* **What you need to do**
Please keep to the lines below from the one with "Target: tree trunk" through the one with "of the power", and restate them word for word, ends included.

*** Opening Data records ***

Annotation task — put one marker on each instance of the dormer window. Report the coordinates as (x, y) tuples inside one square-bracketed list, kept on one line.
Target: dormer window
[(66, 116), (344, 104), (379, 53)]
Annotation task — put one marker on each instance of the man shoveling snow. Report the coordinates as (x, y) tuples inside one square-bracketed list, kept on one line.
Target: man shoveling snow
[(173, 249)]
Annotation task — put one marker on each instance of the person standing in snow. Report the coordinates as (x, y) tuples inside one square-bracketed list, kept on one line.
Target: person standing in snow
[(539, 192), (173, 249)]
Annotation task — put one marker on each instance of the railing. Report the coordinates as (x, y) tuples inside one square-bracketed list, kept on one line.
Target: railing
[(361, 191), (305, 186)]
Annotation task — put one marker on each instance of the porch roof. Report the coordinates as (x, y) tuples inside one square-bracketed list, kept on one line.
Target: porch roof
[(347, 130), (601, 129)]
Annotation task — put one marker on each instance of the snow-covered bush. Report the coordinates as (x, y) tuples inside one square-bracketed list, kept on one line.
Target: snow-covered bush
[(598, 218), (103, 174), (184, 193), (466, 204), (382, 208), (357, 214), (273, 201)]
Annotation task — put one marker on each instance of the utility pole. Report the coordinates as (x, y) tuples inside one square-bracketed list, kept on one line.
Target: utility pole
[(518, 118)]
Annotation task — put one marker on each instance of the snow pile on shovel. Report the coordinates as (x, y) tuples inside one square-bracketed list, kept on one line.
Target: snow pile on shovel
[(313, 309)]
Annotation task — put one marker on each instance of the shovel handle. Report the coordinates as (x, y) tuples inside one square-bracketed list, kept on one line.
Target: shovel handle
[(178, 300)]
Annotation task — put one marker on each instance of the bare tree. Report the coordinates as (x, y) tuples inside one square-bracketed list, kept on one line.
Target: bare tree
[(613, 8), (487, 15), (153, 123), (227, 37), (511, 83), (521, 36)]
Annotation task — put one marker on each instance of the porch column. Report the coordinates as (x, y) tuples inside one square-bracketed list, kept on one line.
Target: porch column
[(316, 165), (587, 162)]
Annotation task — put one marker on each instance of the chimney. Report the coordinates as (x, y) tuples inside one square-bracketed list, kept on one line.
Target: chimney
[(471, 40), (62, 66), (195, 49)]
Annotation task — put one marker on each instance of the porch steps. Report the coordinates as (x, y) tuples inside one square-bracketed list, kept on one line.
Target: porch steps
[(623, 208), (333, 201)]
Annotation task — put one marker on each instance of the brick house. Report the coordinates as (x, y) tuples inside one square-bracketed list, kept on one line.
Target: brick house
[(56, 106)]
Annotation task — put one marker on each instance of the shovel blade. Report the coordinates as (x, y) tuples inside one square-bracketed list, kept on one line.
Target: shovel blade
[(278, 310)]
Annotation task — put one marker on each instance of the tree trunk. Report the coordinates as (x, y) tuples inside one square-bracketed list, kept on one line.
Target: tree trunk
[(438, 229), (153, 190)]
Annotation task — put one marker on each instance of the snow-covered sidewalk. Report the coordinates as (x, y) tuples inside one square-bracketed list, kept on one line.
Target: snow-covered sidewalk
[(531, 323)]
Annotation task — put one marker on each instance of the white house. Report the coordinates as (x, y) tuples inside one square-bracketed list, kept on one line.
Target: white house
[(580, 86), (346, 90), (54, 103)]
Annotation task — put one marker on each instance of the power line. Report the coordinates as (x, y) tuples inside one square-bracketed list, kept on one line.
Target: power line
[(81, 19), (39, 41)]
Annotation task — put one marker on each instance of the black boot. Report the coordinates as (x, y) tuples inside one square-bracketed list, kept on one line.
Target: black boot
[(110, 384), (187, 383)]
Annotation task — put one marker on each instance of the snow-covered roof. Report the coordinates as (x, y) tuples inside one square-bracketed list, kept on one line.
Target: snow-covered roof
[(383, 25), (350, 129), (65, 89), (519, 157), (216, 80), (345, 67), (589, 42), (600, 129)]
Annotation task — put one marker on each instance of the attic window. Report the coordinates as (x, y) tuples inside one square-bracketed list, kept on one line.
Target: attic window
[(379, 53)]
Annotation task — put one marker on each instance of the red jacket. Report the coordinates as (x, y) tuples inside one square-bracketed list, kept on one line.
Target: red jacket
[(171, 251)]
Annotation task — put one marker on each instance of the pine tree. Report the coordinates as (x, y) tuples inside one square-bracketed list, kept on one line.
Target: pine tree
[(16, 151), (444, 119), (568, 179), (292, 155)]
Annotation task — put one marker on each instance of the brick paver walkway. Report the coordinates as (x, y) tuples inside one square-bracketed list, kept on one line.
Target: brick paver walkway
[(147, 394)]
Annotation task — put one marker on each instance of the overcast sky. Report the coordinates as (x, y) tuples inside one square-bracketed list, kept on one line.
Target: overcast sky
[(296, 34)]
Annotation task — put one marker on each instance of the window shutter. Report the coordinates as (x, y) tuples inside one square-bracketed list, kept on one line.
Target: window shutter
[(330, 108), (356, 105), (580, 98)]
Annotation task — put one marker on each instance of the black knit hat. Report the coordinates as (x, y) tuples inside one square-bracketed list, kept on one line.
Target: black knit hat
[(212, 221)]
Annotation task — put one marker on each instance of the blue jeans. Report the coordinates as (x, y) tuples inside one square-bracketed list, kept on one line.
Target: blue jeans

*** Closing Data records ***

* **Problem solution**
Target: tree trunk
[(438, 229), (153, 190)]
Annotation task — put one marker on each instance of the snow-covered sidewalk. Report the coordinates as (x, y) tuples inside one square-bracketed list, kept on one line.
Target: snow-covered sidewalk
[(531, 323)]
Annotation task — put one marker on each instance of the white house. Report the coordinates as (x, y) tuples inside one square-bracketed list, kept on one line.
Target: white house
[(580, 86), (346, 90), (54, 103)]
Annotation task — put one marker on each instance of the power line. Report the coordinates as (x, y) tuples inside one square-bracketed list, kept on one line.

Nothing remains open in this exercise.